# Memory Usage and Dataset Sizes

The memory usage of a Gluon Train notebook is primarily influenced by the dataset's size in terms of both records (rows) and columns.

When choosing an instance for training, a user should consider these dimensions and then allocate an appropriate memory size.

To help users in figuring out memory size requirements for different datasets, this page provides some sample memory usage corresponding to various numbers of records and columns within a specific dataset for your reference.

### Assumptions

* Input Dataset: Criteo 1TB Dataset ([https://ailab.criteo.com/download-criteo-1tb-click-logs-dataset/](https://ailab.criteo.com/download-criteo-1tb-click-logs-dataset/))
* Problem Type: Classification
* Time Limit: 6 * 60 * 60 seconds ( = 6 hours)


### Memory usage when varying the number of records

Specifying a large table ( such as one containing 100 million records ) as input may lead to an out-of-memory error. In such instances, it is recommended to configure the *sampling_threshold* parameter within the Gluon Train notebook.

Treasure Data AutoML uses 10M for s *ampling_threshold* by default and usually that is enough. You may not need to use the whole dataset for training.

| number of records (Million) | number of columns | memory usage (GiB) |
|  --- | --- | --- |
| 1 | 39 | 27.7 |
| 10 | 39 | 122.3 |
| 20 | 39 | 135.3 |
| 30 | 39 | 199.8 |
| 40 | 39 | 266.5 |
| 50 | 39 | 338.3 |


![](https://lh7-us.googleusercontent.com/l3mPjs6iEhm_nVQxrTSKs4CYOvWtgXqGMK037jyOPcbf7nxvuRk7nSWYEHq_x-Lg8-nR5xhp1ytuRvvMQllsMmXzyanRb1UCsar5cuECWGZbDg7GSy0PE4k1FdtUA3fgKczOQ6jdJWzGi6LV-N8XfYo)

### Memory usage when varying the number of columns

| number of records (Million) | number of columns | memory usage (GiB) |
|  --- | --- | --- |
| 50 | 20 | 206 |
| 50 | 39 | 338.3 |

**JOB**
Reproduce the memory usage page between "### Assumptions" and "dataset for training.", inclusive, changing "Classification" to "Regression".

**INFORMATION PROVIDED**
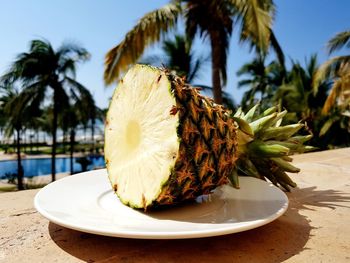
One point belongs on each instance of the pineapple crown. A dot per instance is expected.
(265, 146)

**TASK SOLUTION**
### Assumptions

* Input Dataset: Criteo 1TB Dataset ([https://ailab.criteo.com/download-criteo-1tb-click-logs-dataset/](https://ailab.criteo.com/download-criteo-1tb-click-logs-dataset/))
* Problem Type: Regression
* Time Limit: 6 * 60 * 60 seconds ( = 6 hours)


### Memory usage when varying the number of records

Specifying a large table ( such as one containing 100 million records ) as input may lead to an out-of-memory error. In such instances, it is recommended to configure the *sampling_threshold* parameter within the Gluon Train notebook.

Treasure Data AutoML uses 10M for s *ampling_threshold* by default and usually that is enough. You may not need to use the whole dataset for training.